Point localization data
===============

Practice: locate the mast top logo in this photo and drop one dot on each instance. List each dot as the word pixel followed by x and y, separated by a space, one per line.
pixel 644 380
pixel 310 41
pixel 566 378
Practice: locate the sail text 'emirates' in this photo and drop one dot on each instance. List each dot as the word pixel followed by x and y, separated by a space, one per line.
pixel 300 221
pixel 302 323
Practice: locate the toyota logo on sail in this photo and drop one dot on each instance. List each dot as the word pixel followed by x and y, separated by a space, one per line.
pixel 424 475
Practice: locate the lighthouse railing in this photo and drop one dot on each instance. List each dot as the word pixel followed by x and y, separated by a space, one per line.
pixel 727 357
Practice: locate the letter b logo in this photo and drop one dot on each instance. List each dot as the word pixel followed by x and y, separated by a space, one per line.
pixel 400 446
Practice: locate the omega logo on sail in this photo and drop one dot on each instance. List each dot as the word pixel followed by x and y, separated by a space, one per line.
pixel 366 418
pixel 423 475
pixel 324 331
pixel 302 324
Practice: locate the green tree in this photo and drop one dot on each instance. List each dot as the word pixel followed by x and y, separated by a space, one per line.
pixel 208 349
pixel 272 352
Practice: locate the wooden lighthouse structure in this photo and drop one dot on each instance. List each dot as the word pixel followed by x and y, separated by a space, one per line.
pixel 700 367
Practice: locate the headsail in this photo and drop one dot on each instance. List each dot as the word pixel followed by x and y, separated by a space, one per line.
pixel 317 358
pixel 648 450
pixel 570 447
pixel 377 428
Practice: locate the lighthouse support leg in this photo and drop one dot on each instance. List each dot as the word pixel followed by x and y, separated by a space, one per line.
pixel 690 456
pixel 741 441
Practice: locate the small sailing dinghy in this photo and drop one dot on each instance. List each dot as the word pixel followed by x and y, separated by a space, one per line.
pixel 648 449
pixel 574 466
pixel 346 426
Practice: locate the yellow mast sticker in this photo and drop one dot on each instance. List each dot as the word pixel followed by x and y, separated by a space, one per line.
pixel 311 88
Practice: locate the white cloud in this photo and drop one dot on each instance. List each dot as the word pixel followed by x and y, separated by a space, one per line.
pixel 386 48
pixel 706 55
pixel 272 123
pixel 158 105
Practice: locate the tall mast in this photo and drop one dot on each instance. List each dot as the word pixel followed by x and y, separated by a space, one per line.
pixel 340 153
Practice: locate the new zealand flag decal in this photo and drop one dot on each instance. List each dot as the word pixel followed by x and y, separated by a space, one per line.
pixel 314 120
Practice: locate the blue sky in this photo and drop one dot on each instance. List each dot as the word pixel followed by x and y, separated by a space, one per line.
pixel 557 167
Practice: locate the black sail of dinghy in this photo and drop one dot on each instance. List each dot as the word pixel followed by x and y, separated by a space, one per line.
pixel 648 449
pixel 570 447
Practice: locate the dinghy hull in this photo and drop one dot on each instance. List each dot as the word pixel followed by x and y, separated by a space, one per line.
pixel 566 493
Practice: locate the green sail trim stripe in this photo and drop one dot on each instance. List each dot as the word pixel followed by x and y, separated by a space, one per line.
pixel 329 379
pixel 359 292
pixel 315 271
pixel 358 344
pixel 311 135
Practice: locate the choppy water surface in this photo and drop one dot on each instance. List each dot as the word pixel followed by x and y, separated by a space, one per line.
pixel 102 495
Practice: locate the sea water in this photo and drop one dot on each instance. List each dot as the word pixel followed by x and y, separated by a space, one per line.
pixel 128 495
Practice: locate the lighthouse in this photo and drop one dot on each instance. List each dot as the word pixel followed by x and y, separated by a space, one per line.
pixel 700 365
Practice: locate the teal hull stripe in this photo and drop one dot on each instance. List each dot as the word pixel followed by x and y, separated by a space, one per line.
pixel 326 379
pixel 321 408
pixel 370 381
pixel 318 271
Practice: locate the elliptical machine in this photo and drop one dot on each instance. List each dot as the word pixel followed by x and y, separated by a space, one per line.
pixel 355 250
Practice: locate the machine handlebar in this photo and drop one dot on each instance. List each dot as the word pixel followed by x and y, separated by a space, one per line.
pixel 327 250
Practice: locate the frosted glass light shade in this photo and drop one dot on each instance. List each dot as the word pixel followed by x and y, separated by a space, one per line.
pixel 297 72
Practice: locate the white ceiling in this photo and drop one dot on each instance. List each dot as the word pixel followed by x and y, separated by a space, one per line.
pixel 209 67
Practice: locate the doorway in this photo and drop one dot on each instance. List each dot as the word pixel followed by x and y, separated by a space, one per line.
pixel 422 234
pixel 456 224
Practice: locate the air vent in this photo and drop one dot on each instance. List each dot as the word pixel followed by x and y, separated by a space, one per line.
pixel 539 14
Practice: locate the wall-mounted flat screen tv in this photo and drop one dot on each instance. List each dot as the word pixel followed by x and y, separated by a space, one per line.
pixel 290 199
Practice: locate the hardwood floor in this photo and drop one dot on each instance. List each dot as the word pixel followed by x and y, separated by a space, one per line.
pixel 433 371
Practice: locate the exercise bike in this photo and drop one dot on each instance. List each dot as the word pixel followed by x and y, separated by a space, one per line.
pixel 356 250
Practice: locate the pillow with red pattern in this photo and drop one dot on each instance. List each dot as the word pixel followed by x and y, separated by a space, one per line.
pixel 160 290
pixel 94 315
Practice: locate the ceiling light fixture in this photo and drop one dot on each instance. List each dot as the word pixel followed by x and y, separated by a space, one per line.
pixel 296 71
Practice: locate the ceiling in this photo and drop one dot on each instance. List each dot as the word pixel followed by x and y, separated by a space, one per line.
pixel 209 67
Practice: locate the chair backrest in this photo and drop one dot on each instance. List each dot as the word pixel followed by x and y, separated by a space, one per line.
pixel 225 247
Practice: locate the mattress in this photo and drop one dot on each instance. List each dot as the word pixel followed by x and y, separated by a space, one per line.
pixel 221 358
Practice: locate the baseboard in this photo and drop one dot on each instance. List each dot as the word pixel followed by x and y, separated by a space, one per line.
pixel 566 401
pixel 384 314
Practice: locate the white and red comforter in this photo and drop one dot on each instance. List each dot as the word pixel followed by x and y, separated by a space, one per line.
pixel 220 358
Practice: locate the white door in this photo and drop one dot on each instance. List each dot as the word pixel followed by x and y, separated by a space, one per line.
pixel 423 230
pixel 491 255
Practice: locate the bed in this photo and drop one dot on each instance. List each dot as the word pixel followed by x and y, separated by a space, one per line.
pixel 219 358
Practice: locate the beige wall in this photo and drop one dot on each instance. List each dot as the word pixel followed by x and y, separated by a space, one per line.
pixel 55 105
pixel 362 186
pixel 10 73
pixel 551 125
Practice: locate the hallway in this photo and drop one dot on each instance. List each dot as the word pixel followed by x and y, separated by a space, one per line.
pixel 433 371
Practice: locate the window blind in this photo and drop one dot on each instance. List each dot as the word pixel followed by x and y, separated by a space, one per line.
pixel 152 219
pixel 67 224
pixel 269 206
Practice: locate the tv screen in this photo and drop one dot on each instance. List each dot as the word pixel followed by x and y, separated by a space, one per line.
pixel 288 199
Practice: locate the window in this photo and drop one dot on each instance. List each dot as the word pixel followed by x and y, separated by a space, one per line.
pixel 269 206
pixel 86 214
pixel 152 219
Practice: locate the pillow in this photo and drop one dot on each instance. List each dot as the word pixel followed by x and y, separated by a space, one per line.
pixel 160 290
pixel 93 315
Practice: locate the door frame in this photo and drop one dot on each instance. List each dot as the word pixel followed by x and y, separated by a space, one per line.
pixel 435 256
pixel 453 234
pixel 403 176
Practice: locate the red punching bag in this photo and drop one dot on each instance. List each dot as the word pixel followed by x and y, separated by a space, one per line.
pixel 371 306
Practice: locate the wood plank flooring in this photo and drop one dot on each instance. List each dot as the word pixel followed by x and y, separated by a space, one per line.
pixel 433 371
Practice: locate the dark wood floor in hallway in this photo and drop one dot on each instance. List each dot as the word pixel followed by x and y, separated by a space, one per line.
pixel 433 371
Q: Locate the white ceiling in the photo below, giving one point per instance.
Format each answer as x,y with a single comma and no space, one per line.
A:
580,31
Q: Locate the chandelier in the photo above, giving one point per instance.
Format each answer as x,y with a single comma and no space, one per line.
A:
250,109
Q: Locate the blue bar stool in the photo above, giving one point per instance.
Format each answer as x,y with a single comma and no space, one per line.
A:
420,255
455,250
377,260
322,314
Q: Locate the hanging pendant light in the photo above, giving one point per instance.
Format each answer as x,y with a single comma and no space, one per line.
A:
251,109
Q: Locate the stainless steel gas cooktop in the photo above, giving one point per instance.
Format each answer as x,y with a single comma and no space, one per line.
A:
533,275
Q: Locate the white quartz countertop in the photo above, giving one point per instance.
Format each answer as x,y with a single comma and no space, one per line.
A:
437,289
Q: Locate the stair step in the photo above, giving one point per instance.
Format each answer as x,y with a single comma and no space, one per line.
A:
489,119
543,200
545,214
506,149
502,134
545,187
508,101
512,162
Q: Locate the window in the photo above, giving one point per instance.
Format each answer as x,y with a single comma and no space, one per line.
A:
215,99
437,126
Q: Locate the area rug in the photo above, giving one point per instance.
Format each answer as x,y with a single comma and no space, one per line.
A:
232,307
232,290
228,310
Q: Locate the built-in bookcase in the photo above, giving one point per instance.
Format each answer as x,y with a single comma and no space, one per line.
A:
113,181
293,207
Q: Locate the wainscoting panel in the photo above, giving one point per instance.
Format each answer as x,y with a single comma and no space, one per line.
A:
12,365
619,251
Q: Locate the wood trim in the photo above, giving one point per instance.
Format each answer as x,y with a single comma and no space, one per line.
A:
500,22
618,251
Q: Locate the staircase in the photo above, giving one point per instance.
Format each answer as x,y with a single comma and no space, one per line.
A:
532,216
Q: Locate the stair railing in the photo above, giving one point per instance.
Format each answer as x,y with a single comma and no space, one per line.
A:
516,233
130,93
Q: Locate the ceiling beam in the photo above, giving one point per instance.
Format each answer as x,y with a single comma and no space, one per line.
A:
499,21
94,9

===============

- Task instructions
Return exactly, and only, the lines above starting at the line that contains "Q: Locate the hanging" and ending at the line that contains "Q: Locate the stainless".

- Result for this exercise
Q: Locate the hanging pendant light in the photo above, giving one point per instance.
Format each answer as x,y with a single comma and no space, one per line.
A:
251,109
Q: Locate the stainless steel gas cooktop in the photo above, giving one point per instance.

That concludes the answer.